■ **Work to be completed**:
Which of the lines below include "hair"? Each one should be copied out.

*** Begin section ***

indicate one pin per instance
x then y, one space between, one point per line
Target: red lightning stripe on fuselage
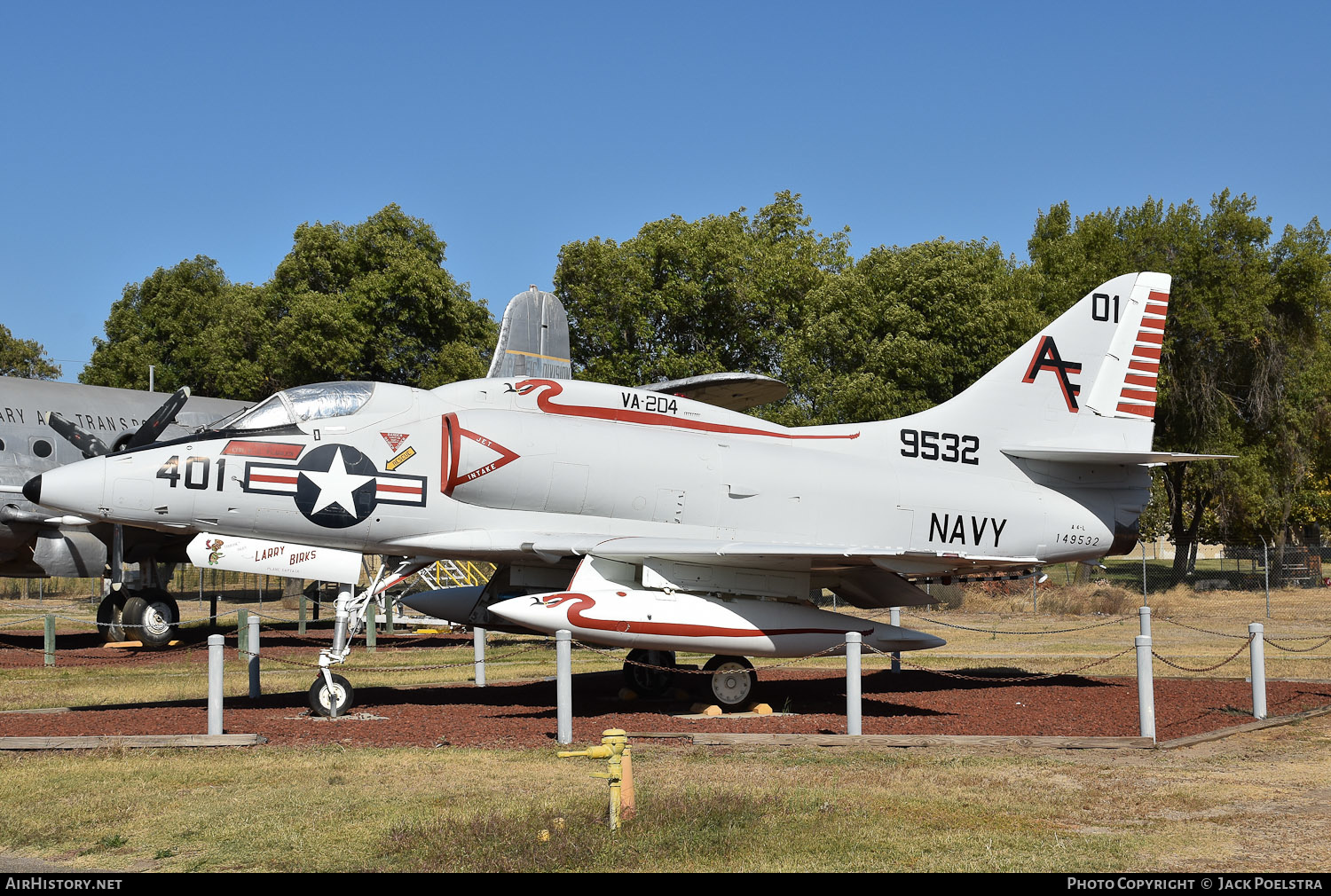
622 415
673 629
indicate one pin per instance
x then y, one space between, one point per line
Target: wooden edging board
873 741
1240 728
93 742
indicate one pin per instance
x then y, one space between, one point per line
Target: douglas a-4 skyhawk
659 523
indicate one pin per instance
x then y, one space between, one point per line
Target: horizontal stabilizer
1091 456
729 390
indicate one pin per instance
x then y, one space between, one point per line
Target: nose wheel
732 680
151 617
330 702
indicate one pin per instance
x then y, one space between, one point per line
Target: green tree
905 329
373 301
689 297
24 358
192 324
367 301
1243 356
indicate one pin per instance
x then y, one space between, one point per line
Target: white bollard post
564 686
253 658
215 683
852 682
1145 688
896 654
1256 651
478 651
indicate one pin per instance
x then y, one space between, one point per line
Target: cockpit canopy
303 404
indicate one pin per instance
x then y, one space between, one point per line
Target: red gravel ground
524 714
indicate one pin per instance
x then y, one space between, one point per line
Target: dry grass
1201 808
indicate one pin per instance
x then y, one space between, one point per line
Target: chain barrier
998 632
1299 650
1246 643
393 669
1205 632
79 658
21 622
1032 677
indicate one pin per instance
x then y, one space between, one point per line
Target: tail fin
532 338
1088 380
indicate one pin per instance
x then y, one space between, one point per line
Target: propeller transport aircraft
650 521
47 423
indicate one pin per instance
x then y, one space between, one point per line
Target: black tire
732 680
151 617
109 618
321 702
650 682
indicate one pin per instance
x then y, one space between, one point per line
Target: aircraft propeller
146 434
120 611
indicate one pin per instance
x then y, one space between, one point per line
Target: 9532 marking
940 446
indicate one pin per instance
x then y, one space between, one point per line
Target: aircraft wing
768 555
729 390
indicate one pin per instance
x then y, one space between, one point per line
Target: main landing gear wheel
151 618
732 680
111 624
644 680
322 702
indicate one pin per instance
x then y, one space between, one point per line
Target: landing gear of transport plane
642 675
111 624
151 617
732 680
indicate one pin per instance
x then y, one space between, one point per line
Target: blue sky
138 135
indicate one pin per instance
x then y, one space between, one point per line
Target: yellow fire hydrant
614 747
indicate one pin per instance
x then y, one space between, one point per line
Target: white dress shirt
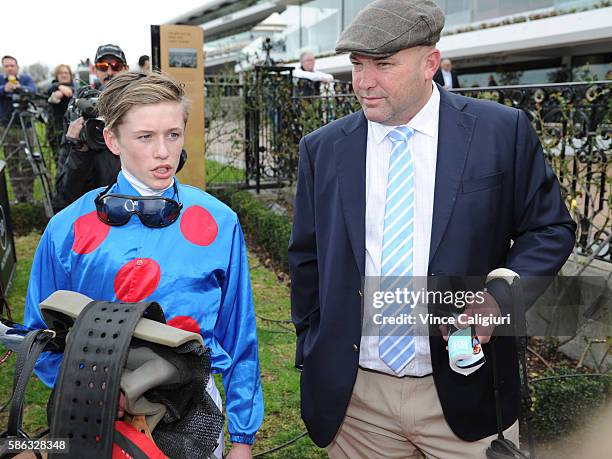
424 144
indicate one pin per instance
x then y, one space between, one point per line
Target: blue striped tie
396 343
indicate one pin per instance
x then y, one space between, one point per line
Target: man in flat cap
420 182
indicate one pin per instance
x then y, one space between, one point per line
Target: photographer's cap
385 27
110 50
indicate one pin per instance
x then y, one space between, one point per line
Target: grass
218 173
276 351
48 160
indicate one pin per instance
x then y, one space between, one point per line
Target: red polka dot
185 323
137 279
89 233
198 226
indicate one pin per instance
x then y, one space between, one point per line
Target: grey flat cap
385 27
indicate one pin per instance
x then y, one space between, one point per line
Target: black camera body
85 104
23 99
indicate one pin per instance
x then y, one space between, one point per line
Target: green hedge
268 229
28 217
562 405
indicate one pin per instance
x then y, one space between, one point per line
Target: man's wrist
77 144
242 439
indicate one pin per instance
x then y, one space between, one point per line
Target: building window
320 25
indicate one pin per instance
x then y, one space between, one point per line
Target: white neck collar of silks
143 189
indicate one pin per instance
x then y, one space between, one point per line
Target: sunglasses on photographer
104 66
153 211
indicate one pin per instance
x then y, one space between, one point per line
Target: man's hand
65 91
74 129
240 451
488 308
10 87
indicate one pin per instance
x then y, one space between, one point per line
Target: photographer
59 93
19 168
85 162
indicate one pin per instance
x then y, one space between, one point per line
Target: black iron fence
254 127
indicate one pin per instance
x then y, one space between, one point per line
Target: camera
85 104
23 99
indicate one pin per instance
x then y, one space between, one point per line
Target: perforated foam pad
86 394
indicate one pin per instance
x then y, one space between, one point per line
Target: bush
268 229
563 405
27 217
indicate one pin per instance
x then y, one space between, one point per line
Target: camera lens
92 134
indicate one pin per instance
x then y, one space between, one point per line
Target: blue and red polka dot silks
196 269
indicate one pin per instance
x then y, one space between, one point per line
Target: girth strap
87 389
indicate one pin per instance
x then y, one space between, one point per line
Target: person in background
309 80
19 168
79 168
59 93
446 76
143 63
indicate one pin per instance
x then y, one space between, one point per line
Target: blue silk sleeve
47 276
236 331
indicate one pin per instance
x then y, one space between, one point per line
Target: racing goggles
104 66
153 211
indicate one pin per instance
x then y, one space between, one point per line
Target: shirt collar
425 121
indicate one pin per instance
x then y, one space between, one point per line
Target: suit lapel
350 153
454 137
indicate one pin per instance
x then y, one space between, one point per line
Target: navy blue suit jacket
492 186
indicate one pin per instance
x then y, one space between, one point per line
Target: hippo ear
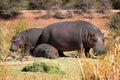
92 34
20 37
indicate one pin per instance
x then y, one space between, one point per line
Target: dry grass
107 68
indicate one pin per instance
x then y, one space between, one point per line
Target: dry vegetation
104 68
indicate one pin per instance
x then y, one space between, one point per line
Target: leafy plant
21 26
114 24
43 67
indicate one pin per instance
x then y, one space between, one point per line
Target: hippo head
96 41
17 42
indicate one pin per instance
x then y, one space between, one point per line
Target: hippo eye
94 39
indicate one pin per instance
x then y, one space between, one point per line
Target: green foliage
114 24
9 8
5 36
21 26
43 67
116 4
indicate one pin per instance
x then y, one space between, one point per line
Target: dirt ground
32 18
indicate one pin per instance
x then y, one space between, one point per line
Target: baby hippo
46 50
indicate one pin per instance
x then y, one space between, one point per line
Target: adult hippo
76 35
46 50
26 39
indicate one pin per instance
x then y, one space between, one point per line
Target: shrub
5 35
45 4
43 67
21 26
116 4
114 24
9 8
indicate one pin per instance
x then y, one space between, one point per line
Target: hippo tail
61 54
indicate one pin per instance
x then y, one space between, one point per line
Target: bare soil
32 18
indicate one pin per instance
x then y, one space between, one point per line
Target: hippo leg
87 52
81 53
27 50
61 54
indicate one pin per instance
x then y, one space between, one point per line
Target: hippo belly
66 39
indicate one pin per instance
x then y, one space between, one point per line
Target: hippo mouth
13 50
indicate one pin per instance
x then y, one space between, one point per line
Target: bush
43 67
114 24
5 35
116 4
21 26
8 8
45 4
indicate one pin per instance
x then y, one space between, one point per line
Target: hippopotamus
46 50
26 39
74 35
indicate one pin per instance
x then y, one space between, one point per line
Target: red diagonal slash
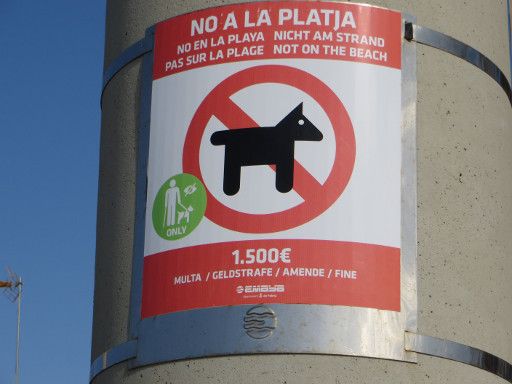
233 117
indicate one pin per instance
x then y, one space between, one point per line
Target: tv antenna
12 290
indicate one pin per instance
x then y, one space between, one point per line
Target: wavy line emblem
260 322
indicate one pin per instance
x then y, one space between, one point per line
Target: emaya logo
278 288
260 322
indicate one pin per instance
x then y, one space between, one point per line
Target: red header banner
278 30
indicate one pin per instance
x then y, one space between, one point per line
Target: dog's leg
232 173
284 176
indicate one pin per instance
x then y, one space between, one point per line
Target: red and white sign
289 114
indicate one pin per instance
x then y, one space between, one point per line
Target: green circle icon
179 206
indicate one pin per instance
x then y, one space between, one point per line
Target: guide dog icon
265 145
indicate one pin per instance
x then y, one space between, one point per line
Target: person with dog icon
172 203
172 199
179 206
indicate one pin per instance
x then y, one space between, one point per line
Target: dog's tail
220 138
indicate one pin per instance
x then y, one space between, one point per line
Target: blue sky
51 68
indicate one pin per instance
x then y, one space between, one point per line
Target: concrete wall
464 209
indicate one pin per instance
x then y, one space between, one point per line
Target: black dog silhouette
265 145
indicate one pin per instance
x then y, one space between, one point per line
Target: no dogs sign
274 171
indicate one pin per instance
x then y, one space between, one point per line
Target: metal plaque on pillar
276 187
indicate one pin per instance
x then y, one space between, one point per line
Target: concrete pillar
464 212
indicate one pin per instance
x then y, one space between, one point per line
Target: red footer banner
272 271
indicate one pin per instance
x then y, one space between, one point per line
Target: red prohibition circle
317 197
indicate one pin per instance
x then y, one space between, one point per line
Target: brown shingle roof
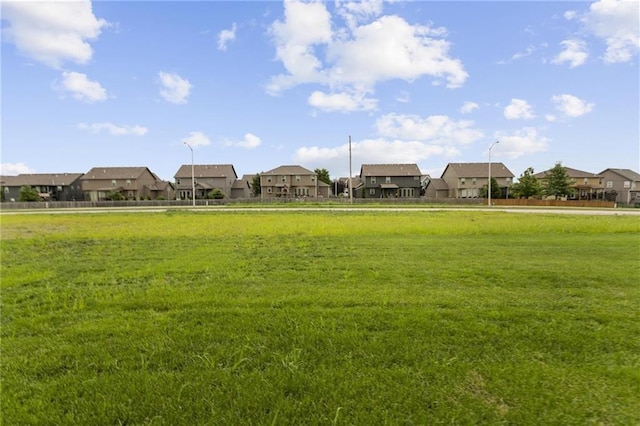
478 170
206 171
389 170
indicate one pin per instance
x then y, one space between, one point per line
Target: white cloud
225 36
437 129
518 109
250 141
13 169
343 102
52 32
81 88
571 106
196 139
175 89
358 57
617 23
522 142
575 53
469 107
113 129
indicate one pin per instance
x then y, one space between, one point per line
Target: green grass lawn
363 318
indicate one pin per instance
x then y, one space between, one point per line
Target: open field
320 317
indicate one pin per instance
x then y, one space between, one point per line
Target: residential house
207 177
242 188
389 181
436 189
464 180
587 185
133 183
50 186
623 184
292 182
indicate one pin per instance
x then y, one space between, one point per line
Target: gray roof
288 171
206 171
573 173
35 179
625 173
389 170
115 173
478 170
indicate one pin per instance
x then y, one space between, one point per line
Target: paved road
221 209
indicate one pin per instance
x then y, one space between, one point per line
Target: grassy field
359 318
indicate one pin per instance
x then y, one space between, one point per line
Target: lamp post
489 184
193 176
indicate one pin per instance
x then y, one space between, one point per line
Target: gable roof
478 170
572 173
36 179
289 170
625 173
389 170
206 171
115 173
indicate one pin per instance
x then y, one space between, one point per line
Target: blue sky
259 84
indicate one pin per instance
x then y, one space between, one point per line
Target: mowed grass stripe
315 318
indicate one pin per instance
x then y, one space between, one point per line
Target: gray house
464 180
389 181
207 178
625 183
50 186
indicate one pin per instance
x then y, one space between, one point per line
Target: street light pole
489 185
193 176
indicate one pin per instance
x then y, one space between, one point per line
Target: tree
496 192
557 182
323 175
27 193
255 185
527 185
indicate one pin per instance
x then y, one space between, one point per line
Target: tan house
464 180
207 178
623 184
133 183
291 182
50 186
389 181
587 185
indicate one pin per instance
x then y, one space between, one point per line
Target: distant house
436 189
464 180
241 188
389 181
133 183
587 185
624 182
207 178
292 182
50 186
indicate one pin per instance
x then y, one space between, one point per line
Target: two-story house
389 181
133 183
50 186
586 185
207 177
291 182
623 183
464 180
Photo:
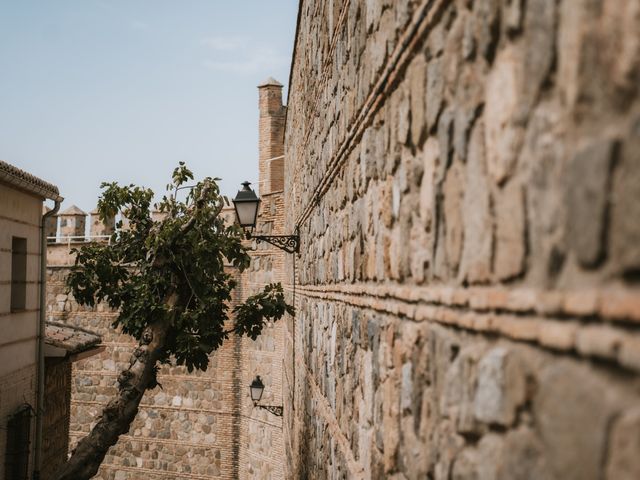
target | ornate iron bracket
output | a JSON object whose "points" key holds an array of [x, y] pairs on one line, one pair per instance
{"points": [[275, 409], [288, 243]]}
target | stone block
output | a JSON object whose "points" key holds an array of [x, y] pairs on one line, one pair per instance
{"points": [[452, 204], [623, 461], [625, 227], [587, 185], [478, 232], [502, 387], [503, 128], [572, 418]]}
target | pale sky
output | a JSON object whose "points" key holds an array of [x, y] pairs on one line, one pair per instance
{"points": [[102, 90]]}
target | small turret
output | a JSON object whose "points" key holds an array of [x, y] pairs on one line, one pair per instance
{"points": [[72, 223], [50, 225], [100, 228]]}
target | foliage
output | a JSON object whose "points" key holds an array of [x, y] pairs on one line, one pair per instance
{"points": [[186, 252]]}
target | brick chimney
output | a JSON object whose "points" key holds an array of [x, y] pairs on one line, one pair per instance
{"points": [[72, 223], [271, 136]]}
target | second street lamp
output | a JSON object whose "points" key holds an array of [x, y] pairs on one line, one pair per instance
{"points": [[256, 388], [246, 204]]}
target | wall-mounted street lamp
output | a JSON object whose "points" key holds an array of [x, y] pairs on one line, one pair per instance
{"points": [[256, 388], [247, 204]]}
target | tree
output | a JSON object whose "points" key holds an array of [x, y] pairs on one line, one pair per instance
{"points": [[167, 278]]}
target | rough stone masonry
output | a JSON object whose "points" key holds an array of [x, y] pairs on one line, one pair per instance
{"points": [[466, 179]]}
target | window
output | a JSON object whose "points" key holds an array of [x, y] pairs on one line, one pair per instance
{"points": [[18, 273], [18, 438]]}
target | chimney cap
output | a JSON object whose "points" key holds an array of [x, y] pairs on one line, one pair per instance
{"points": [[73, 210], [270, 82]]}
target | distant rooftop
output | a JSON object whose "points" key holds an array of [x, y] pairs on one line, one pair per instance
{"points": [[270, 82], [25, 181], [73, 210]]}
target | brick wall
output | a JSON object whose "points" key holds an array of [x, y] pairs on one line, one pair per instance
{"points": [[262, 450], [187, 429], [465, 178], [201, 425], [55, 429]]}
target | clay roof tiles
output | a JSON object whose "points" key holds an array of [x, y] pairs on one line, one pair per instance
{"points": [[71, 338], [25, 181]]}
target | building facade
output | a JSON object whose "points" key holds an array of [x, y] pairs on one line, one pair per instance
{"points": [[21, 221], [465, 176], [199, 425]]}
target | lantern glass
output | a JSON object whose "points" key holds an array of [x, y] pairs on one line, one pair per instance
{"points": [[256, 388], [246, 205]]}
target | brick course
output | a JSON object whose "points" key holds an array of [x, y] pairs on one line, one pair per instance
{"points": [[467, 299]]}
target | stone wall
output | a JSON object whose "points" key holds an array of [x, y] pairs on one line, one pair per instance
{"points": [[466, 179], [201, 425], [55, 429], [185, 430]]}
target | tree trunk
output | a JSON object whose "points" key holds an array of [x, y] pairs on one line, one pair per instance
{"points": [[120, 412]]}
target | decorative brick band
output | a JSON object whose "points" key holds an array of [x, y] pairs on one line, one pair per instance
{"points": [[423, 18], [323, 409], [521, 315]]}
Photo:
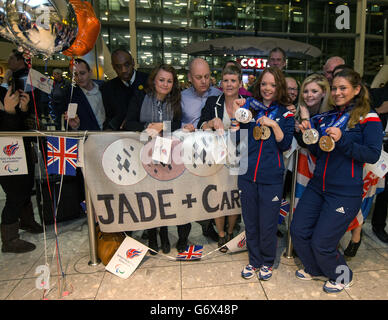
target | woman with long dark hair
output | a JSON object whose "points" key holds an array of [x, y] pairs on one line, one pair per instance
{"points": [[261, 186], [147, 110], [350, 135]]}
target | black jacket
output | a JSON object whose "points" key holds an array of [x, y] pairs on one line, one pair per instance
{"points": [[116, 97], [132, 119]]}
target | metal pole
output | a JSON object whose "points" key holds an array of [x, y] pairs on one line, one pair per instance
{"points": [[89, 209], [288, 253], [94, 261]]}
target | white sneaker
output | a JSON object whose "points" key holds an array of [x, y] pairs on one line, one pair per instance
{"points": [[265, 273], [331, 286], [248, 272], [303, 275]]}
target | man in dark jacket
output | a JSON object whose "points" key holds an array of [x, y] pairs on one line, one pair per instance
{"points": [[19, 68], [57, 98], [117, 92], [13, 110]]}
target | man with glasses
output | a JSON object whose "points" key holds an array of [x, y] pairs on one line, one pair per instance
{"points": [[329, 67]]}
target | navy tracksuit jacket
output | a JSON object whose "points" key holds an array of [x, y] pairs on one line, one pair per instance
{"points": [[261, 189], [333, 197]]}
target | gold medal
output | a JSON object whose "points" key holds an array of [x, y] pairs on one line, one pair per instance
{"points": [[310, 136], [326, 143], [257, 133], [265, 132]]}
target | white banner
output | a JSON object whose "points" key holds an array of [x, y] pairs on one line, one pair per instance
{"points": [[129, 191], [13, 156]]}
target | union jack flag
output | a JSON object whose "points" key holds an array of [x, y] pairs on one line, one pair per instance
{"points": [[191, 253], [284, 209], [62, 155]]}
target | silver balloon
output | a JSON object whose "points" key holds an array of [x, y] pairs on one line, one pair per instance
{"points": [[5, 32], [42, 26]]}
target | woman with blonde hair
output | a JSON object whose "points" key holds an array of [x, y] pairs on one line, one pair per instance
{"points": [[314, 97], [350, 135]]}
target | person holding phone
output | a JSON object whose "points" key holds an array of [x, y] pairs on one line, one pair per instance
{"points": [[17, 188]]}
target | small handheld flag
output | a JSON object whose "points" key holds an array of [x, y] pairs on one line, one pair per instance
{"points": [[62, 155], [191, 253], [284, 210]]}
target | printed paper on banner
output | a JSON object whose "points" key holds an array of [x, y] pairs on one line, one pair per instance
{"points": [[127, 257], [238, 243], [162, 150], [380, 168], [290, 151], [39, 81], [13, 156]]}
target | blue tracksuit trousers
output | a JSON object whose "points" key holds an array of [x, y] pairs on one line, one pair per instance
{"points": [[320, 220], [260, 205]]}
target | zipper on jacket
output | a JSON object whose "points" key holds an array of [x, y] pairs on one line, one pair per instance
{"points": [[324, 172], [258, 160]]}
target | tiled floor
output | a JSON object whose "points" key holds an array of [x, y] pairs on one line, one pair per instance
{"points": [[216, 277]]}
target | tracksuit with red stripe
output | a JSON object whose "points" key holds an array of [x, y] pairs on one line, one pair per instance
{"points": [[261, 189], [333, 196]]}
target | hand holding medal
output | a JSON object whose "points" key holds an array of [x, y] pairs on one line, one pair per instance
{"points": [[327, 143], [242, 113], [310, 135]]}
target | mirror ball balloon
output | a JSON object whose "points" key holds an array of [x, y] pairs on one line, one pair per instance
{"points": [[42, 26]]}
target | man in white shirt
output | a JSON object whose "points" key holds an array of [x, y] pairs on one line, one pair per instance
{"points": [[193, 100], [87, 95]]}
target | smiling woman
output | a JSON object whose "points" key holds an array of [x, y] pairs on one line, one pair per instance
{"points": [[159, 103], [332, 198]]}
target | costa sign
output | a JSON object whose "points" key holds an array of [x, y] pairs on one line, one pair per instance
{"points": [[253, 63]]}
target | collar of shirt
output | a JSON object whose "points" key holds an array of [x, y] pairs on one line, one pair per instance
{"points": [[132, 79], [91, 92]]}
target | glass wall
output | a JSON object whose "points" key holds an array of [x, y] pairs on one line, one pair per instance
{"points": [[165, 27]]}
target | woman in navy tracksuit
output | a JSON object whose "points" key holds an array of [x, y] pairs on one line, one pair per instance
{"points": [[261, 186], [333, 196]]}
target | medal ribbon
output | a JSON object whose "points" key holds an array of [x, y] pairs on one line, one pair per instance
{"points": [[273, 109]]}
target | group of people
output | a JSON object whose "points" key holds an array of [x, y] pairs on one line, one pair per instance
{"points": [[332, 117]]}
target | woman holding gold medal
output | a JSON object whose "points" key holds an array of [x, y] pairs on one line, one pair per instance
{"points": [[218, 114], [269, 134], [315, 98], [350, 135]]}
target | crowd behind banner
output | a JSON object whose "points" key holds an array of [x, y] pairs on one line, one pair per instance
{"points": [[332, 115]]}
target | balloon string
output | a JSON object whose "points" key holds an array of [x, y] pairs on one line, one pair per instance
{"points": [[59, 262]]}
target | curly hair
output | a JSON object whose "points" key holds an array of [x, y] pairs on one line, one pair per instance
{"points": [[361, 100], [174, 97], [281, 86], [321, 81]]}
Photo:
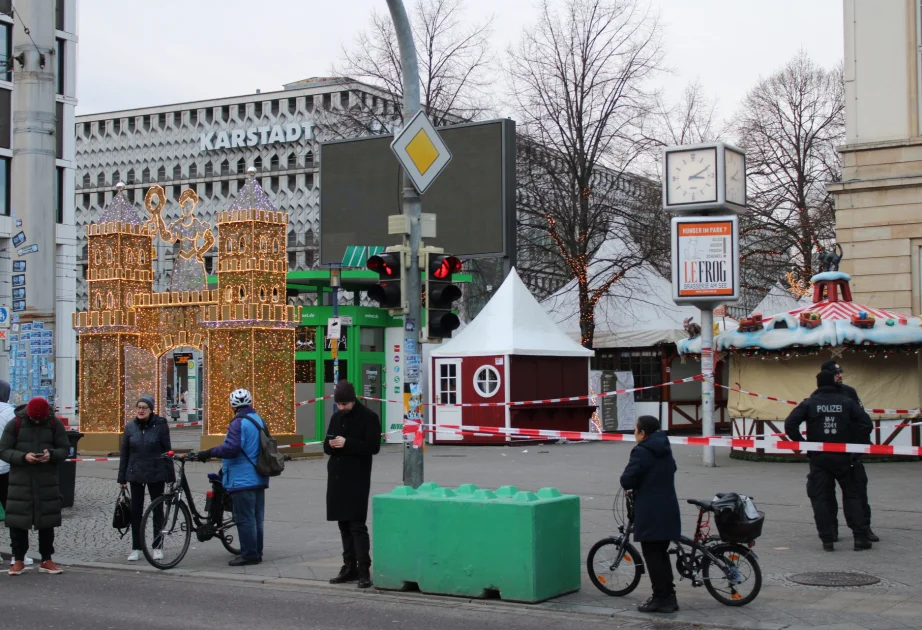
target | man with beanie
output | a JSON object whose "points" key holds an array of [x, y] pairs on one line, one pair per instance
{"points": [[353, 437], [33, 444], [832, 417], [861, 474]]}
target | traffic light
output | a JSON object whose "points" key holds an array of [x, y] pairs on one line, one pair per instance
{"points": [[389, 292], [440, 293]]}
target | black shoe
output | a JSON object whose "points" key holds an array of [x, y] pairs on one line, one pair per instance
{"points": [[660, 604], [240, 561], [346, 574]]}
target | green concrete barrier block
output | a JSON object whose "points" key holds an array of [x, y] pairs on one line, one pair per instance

*** End section ***

■ **Result**:
target | woman with long dark hair
target | woman with blonde hair
target | curly hair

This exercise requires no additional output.